## Extracted text

------------

The Global Feminization of Migration: Past, Present, and Future

Group_of_women

Group of young women standing near bus before migrating to Australia. (Photo: Australian National Maritime Museum)

Scholars have declared feminization to be a core dimension of the new age of international migration and globalization. In one sense this is accurate: between 1960 and 2015, the number of female migrants doubled. But so did the number of male migrants and the size of the earth’s population. As a proportion of international migrants, by contrast, the female share increased only slightly from 46.6 percent in 1960 to 48 percent in 2015. Examination of global patterns of migration over the centuries leads to a more nuanced understanding of the meaning of feminization, and suggests that scholars failed to notice a substantial uptick in female migration that occurred well before 1960. Such analysis demonstrates that women have always migrated, often in substantial numbers. The greater challenge facing migration researchers is to understand the causes and consequences of the migration gender balance, which shifts over time and varies considerably across cultures and nations.

The Feminization of Migration Goes Global

For more than four centuries, women have been part of global migration flows. During the early period of European empire-building, many migrants were coerced labor and not universally male. The gender composition of African forced (or coerced) migrants varied over time (see Figure 1). Although the representation of men increased over the course of the Atlantic slave trade, the presence of women varied considerably by destination and sending region. Among the most extreme variations over time was the drop from 70.4 percent female in 1546 to just 6 percent in 1548.

Figure 1. Female Share of Slave Trade Embarkations, 1532-1864

Note: This figure combines all data about the sex of African forced migrants on voyages recorded in the Transatlantic Slave Trade Database.

Source: Transatlantic Slave Trade Database, “List of voyages,” available online, data compiled and accessed by authors in 2012 and first published in Katharine M. Donato and Donna Gabaccia, Gender and International Migration (New York: Russell Sage Foundation, 2015).

In the 19th and early 20th centuries, international migrants were largely settler colonizers and wage earners. In both groups men were often the first to migrate, with women following as colonies grew. While the earlier movement of settler colonizers was relatively gender balanced, between 1840 and 1924 global labor migrations became heavily male and circulatory as empires grew and increasing levels of international trade demanded temporary male workers to build infrastructure and work on plantations and in heavy industry. Figure 2 shows the gender composition of global emigration flows during this time. Women made up between 20 percent and 40 percent of emigrants, except in 1874 and 1875 when they represented about half of the outflows.

Figure 2. Global Emigration Totals and Female Share, 1840-1924

Source: Authors’ compilation, first published in Donato and Gabaccia, Gender and International Migration (New York: Russell Sage Foundation, 2015), based on data from Walter F. Willcox and Imre Ferenczi, eds., International Migrations Volume 1: Statistics (New York: National Bureau of Economic Research, 1929), available online.

------------

## Record set
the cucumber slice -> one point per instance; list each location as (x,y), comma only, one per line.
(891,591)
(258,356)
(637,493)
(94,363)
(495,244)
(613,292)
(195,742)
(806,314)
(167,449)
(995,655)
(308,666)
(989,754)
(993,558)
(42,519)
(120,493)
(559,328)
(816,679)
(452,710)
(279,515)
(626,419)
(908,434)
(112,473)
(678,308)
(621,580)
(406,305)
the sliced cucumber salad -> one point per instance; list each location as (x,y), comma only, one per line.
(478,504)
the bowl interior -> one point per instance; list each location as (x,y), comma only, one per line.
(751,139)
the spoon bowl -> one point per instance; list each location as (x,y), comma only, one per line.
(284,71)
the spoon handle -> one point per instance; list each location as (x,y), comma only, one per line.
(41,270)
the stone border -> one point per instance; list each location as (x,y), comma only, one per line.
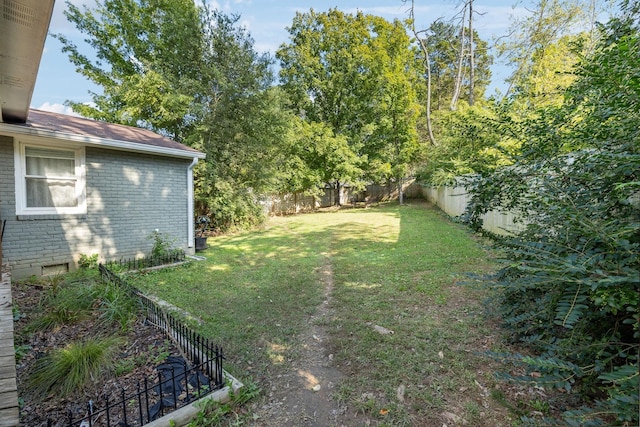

------------

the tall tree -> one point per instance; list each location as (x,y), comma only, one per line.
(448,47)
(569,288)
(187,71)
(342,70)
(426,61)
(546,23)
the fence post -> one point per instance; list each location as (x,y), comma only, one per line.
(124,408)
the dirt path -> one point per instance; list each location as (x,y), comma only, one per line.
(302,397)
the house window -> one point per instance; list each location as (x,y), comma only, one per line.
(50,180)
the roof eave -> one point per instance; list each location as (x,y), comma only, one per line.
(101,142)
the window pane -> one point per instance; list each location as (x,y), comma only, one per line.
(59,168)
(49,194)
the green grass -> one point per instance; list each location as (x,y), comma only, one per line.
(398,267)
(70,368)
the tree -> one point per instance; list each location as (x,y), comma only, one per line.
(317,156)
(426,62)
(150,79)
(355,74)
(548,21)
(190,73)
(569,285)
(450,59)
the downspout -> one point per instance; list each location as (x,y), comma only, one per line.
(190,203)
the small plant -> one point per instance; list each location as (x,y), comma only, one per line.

------------

## Given problem
Extend the text on the global feminization of migration, continuing after its last sentence.

## Output for this exercise
Beginning in the mid-1920s, increased regulation of immigration in many countries pushed global migrations toward gender balance. As national laws increasingly restricted male-dominated labor migration, women and families became a larger share of the immigrant population. This increase in the female share of global migrant flows thus resulted as much from the control of male labor migrants as from the number of women moving primarily to developed nations, such as the United States, as spouses of U.S. citizens, refugees, and other non-labor migrants. By the first decade of the 21st century, gender balance characterized many migrations worldwide. Figure 3 shows, for example, that among the world’s foreign born, women consistently represented 47 percent to 48 percent of international migrants between 1960 and 2010.

Figure 3. Estimates of the Gender Composition of Global Migrant Populations for 66 Selected Countries (ages 18 and older), 1960-2010

Note: The two lines represent the standardized and unstandardized estimates of gender composition. The standardized estimates control for differences in expected lifespan between sexes in populations over time and are more conservative than the unstandardized estimates.

Source: Authors’ compilation, first published in Donato and Gabaccia, Gender and International Migration (New York: Russell Sage Foundation, 2015), based on data from the Integrated Public Use Microdata Series (IPUMS) International at the Minnesota Population Center, University of Minnesota.

Feminization: Not a Recent Development

In 1984, U.S. Labor Department demographers published data in the International Migration Review (IMR) showing women represented 52.3 percent of recent immigrants to the United States. In the same IMR special issue, the journal’s first to focus on migrant women, sociologist Saskia Sassen-Koob explored the feminization of the workforce in small-scale agriculture areas characterized by male migration, in global assembly plants in Asia, and in wealthy nations seeking foreign women as domestic laborers. Less than a year later, The New York Times ran an article entitled “Men Only a Third of U.S. Immigrants,” suggesting that fewer immigrants would be entering the labor market as the proportion of migrants who were women and children rose. Then, approximately a decade later, social scientists Stephen Castles and Mark Miller further spread the idea of feminization of migration, making it a defining global pattern in their widely read book, The Age of Migration.

This flurry of scholarly attention continues in the study of how gender shapes different dimensions of migration. But as shown above, feminization is not a recent development—the biggest shifts toward gender balance occurred before 1960—and the global migration of women and girls has a very long history.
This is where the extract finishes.